▸ **Work to be completed**: Please turn the lines below into a JSON list of strings, one string per line, skipping blank lines. Leave the pictures out.

**** Stored data

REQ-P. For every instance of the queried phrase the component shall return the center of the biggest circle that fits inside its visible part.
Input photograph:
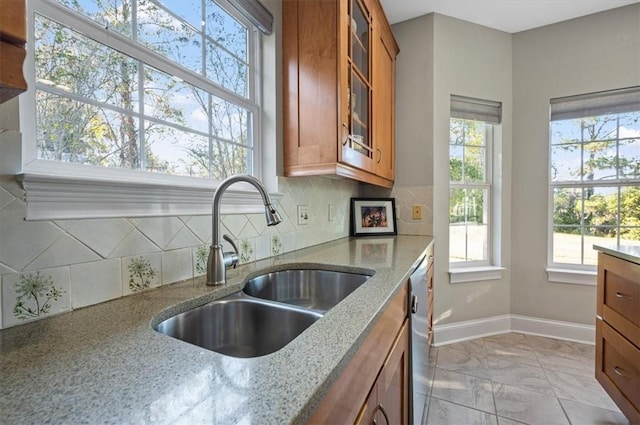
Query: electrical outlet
(332, 212)
(416, 212)
(303, 214)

********

▸ **Answer to this task**:
[
  "REQ-P. For every instance of the queried phrase the component shall return the center of the biggest circle that fits inside its visible part.",
  "Input photograph:",
  "Query: electrical outlet",
  "(332, 212)",
  "(416, 212)",
  "(303, 214)"
]